▶ [DIRECTIONS]:
**A)** List every line of the records that contains the string "blue", treating uppercase and lowercase letters as different.
**B)** Continue the mailing-list post about speeding up SearchIO parsing from the last sentence shown.
* BEGIN PASSAGE GIVEN *
[Bioperl-l] SearchIO speed up

Thu Aug 10 22:06:18 UTC 2006

...
> > Or are you suggesting something that would be even better than that? If
> > so, please elucidate! :)
> 
> Oh, I guess the difference is the 'minimally parsed' bit, ie. the hsp
> chunks could virtually be raw lines from the input file? I don't think
> parsing the lines into data stored in hashes is any kind of significant
> burden, but it is certainly worthy of investigation if we're really
> really hungry for speed. Remember that anyway, we have to do a
> significant amount of parsing to discover where the chunks start and end.

You would just look for start/end 'elements' for Result/Hit/HSPs.  Though
SearchIO does this, I probably wouldn't use exactly the same approach.  

This is my take on it.  I could be completely off here...

Carve out each result chunk, parse out the data for the ResultI, then carve
out the hits into 'chunks' based on start/end events only (minimal parsing).
* END PASSAGE GIVEN *
* BEGIN DATA PROVIDED *
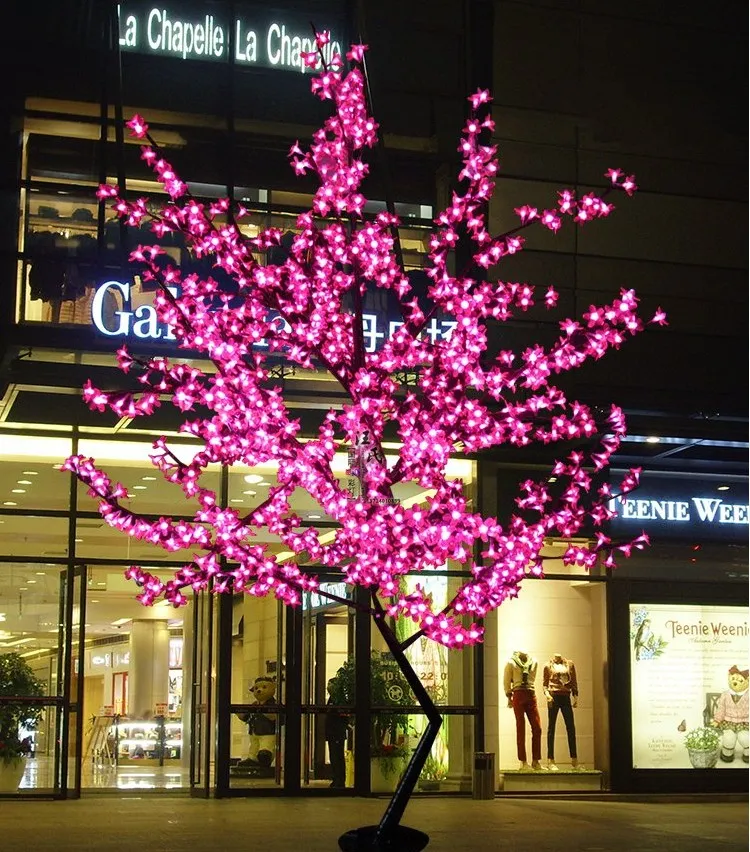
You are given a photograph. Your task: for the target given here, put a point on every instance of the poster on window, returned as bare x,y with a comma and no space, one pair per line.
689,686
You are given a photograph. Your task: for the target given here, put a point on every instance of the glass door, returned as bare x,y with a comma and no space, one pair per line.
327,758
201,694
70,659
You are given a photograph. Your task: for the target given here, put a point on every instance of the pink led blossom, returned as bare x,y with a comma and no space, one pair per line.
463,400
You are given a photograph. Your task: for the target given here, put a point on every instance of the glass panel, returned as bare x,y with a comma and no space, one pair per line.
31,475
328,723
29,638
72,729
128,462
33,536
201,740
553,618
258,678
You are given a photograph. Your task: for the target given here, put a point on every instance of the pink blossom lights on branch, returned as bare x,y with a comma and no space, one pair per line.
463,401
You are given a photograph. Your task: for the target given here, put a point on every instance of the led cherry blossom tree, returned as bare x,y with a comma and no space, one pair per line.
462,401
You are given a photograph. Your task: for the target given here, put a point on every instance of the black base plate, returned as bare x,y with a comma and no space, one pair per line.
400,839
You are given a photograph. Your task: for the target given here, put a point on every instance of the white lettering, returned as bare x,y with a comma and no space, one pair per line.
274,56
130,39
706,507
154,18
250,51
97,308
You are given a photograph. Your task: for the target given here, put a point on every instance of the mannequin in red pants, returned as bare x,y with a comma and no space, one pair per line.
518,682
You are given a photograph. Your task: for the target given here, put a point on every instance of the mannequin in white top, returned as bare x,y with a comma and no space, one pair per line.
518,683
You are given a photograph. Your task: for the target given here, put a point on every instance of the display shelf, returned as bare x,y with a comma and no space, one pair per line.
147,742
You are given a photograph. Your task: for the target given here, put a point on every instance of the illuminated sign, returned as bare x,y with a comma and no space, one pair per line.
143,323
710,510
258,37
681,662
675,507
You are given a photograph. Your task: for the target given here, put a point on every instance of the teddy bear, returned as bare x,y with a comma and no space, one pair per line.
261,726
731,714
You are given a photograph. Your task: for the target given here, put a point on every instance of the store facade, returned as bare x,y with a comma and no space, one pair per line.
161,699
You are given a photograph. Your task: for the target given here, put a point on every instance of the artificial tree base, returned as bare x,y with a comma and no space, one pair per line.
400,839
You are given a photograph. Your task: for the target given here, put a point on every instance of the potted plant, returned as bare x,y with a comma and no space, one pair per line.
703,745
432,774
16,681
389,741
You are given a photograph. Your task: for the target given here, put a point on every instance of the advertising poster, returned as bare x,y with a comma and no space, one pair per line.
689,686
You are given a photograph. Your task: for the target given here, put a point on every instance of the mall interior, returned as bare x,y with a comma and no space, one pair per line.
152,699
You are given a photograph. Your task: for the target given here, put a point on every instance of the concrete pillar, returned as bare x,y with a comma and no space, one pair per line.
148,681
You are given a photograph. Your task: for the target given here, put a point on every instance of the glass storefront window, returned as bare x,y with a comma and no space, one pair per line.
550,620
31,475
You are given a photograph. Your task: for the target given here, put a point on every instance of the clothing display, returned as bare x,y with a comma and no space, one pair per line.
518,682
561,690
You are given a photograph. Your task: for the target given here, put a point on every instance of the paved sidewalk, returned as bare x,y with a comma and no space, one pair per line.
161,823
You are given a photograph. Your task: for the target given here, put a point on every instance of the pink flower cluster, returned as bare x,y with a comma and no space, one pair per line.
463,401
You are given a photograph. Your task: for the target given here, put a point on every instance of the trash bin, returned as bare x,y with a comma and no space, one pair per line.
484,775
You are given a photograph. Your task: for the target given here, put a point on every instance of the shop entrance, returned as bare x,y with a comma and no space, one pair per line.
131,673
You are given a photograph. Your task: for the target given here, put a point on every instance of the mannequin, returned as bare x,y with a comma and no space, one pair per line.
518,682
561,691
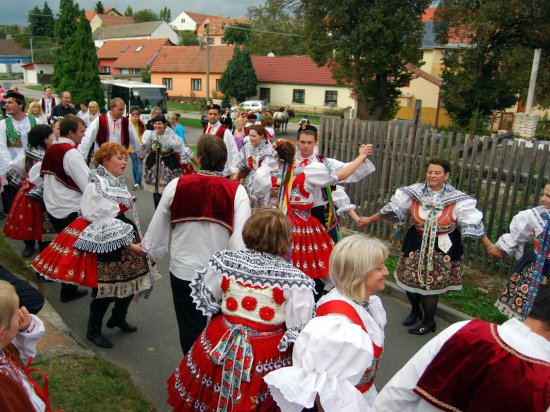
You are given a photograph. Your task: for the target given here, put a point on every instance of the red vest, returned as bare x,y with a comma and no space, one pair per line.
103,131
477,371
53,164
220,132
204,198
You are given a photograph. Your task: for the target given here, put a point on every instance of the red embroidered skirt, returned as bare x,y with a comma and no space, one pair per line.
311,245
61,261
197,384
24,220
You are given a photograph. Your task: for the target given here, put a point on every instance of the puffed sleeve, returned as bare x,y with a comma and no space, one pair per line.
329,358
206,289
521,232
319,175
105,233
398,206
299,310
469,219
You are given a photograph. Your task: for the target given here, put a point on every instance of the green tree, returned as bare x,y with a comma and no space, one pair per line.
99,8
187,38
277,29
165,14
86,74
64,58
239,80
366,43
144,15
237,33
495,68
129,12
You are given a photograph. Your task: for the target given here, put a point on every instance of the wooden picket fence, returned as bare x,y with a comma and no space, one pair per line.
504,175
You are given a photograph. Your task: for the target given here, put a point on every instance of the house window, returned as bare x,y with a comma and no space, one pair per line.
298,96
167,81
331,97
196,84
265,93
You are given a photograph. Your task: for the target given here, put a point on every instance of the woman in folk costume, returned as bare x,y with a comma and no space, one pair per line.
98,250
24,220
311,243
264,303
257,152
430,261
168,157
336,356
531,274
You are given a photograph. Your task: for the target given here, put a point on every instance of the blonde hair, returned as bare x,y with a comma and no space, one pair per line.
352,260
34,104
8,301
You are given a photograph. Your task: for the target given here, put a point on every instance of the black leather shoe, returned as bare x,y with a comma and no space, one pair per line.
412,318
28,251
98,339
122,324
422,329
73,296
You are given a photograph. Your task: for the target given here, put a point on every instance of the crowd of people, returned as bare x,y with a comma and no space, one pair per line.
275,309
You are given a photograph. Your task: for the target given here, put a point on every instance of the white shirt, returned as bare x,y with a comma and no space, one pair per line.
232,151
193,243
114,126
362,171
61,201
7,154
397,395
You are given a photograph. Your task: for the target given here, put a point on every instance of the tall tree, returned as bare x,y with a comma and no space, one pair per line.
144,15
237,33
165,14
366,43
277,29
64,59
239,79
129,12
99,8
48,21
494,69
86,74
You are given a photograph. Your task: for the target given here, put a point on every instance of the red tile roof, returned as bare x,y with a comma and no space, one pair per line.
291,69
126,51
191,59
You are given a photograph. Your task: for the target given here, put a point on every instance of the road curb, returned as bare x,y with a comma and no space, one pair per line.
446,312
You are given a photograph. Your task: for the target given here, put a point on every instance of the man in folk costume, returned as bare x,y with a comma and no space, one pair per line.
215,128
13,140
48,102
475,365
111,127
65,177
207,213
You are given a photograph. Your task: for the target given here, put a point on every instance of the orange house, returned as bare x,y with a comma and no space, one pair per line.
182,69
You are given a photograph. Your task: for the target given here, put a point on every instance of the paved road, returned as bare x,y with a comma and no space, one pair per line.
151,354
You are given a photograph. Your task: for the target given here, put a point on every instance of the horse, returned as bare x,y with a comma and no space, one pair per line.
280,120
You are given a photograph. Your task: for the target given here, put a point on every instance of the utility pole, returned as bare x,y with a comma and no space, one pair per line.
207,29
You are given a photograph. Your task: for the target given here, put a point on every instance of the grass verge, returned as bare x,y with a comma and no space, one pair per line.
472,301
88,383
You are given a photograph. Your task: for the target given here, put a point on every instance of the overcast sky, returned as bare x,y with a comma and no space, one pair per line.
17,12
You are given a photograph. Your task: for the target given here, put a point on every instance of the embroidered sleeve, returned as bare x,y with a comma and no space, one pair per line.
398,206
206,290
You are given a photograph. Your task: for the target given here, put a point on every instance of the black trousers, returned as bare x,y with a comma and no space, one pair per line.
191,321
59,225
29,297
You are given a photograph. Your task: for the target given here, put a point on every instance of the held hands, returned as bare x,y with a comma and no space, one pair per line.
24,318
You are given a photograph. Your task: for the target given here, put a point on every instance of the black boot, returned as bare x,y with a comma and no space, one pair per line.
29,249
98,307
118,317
* END DATA PROVIDED *
* BEGIN DATA PROVIDED *
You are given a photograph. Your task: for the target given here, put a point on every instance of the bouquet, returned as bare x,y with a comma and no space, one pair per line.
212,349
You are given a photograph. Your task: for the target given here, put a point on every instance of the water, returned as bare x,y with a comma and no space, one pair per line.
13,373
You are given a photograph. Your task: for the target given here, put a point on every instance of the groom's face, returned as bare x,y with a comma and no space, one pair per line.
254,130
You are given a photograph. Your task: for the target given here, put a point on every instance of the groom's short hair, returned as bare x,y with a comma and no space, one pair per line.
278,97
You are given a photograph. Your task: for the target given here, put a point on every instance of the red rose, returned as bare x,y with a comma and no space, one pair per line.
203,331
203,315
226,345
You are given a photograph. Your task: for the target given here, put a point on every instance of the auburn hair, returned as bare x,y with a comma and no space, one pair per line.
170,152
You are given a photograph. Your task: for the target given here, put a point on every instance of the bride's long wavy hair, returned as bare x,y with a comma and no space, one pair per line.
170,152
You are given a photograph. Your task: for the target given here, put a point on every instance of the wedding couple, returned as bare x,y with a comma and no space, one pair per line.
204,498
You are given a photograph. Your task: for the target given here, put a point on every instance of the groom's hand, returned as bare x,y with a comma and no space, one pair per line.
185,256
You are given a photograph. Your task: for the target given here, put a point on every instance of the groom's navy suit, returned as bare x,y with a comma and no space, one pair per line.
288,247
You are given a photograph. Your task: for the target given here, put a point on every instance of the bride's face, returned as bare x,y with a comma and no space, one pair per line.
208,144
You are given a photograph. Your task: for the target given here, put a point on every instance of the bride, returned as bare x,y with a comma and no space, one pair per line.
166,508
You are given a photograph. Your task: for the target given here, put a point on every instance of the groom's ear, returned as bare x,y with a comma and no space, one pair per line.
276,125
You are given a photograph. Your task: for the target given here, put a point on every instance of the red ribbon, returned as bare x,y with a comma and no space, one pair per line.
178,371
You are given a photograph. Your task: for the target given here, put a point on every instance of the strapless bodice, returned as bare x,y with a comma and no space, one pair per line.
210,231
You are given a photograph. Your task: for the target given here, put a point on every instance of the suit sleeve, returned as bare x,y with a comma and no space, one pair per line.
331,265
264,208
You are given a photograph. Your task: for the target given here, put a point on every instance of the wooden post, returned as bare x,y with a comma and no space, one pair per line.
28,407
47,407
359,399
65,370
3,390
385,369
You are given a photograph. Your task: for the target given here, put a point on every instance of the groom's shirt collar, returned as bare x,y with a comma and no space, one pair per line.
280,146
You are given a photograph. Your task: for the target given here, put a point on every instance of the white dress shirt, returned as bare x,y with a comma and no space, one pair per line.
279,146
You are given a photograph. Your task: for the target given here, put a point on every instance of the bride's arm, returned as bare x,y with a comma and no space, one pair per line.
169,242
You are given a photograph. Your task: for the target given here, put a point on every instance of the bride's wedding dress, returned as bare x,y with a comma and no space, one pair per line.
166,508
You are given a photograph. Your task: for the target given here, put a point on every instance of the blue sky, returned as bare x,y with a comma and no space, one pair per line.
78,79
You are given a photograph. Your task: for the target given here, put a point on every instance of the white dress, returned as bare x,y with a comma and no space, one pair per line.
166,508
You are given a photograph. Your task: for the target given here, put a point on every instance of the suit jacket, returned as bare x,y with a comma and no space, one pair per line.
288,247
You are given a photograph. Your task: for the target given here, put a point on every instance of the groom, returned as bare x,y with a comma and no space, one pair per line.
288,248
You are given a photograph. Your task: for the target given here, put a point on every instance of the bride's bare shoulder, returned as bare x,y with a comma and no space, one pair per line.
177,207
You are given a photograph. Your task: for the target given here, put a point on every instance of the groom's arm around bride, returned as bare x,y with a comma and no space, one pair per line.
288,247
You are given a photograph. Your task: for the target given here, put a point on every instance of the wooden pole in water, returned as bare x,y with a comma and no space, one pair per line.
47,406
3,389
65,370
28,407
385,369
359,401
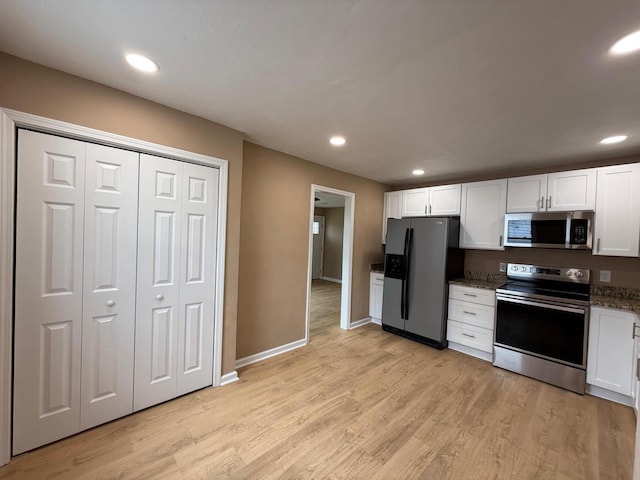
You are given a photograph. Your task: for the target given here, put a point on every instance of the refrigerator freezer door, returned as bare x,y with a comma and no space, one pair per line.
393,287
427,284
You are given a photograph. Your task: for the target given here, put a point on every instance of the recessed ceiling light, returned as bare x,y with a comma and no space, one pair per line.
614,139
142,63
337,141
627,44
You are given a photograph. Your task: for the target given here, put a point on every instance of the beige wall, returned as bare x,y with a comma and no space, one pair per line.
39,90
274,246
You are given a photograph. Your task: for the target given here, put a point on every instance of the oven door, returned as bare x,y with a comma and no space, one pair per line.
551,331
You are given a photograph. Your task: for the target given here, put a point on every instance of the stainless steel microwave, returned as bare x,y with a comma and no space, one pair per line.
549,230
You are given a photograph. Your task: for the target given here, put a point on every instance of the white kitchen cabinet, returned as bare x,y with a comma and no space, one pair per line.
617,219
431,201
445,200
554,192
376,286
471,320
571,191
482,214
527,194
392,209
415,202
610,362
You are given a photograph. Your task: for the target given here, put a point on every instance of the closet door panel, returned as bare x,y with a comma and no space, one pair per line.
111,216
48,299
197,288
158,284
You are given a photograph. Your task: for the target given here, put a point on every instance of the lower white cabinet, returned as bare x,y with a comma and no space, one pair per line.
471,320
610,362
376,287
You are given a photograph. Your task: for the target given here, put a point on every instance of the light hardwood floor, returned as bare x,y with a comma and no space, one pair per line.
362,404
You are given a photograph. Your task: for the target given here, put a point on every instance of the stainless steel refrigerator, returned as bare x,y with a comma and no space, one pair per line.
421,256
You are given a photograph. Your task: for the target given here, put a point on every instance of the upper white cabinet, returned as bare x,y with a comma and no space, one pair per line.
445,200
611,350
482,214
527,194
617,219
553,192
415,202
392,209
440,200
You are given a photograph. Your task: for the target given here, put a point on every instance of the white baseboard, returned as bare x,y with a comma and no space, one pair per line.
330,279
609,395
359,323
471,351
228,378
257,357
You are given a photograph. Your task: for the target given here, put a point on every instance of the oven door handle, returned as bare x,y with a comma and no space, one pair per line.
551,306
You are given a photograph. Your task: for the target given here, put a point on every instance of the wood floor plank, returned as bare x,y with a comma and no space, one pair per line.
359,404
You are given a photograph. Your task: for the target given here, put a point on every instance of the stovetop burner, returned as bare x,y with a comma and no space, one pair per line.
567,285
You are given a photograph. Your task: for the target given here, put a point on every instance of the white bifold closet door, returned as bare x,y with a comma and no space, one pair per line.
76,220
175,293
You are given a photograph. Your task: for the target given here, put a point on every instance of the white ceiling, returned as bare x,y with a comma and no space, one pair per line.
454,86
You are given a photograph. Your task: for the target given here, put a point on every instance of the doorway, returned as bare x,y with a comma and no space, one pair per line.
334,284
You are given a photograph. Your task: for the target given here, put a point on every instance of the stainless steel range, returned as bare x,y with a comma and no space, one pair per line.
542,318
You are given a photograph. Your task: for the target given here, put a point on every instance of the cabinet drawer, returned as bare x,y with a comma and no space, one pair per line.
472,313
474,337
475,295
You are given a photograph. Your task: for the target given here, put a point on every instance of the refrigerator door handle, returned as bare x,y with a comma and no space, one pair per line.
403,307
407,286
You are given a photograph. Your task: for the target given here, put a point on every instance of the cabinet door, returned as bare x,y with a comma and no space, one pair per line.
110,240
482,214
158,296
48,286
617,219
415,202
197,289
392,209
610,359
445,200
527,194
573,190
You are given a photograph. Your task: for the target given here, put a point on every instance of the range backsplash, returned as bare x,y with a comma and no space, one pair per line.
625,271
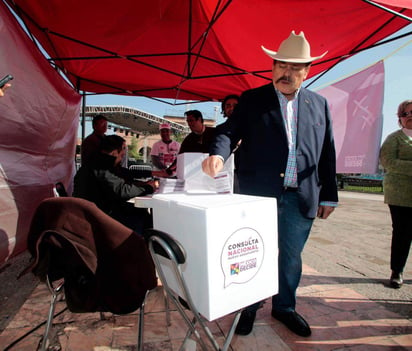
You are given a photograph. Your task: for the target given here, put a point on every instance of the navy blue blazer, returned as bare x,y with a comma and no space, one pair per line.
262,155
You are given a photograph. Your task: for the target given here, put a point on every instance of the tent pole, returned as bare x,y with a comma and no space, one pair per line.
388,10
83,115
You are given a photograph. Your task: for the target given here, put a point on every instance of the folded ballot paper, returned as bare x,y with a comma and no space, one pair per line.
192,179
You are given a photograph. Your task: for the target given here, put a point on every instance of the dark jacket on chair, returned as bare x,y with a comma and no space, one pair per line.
* END DATA PROVIDED *
* BEGIN DATA PROVIDED *
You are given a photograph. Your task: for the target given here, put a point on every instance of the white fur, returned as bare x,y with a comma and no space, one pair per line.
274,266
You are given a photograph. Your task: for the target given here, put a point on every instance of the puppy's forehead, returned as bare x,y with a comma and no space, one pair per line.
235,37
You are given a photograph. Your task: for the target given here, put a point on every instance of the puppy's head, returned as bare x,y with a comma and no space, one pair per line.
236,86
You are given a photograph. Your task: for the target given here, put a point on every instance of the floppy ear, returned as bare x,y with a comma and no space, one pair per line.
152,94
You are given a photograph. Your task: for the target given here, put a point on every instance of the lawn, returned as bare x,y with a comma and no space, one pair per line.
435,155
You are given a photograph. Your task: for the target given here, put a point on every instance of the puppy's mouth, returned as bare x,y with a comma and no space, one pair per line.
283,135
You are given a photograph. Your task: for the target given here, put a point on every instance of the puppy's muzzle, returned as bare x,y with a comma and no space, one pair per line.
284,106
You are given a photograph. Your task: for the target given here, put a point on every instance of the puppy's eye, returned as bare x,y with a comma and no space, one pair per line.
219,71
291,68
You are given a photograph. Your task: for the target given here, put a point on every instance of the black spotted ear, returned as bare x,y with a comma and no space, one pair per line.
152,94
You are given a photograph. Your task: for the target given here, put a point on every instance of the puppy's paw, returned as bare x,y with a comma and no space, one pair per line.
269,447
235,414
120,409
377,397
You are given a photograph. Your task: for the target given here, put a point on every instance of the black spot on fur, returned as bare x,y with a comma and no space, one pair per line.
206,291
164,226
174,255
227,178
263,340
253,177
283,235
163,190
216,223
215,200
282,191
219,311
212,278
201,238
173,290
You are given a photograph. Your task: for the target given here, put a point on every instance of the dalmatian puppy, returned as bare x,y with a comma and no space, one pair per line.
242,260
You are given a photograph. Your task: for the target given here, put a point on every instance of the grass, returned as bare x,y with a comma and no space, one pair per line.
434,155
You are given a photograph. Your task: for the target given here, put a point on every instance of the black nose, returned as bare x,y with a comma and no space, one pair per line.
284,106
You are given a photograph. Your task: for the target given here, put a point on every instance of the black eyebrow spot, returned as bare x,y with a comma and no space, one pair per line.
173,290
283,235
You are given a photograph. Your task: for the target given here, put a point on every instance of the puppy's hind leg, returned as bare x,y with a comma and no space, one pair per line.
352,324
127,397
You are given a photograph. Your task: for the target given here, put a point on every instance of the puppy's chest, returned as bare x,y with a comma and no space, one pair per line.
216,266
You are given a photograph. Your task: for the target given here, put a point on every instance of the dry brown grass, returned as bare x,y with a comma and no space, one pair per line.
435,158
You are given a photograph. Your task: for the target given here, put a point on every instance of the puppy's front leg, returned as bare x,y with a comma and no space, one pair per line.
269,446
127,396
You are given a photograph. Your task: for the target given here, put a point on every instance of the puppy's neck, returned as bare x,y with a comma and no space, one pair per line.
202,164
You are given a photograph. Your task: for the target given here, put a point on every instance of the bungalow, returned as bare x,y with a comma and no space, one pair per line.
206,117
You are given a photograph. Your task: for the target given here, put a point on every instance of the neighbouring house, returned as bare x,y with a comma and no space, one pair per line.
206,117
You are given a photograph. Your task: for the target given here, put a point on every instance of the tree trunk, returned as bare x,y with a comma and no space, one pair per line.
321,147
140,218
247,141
* END DATA PROVIDED *
▶ [FINAL ANSWERS]:
**A)**
You are given a photograph. Your task: for the target given here, put a point on every instance of the blue sky, returned as bare x,y with a comma and no space, one pair per line.
You are given a photograph. Your task: for the target given here, put a point on every instance of the navy blue blazer, returned as bare x,y with a comma and no space, one pair per line.

**B)**
These are passed onto the next parser, which processes the chunk for HitI,
then carves out HSP chunks based on start/end events.  This is passed on to
a third parser for grabbing HSPI data.  

Sound about right? 

> ... Though, with that approach we might also get a memory saving:
> assuming we can rely on the input file sticking around, store a pointer
> to the position and length of each 'chunk' of lines, instead of the line
> data itself.
> 
> (I don't think that's a serious suggestion, just throwing ideas out.)

That's what this forum is for.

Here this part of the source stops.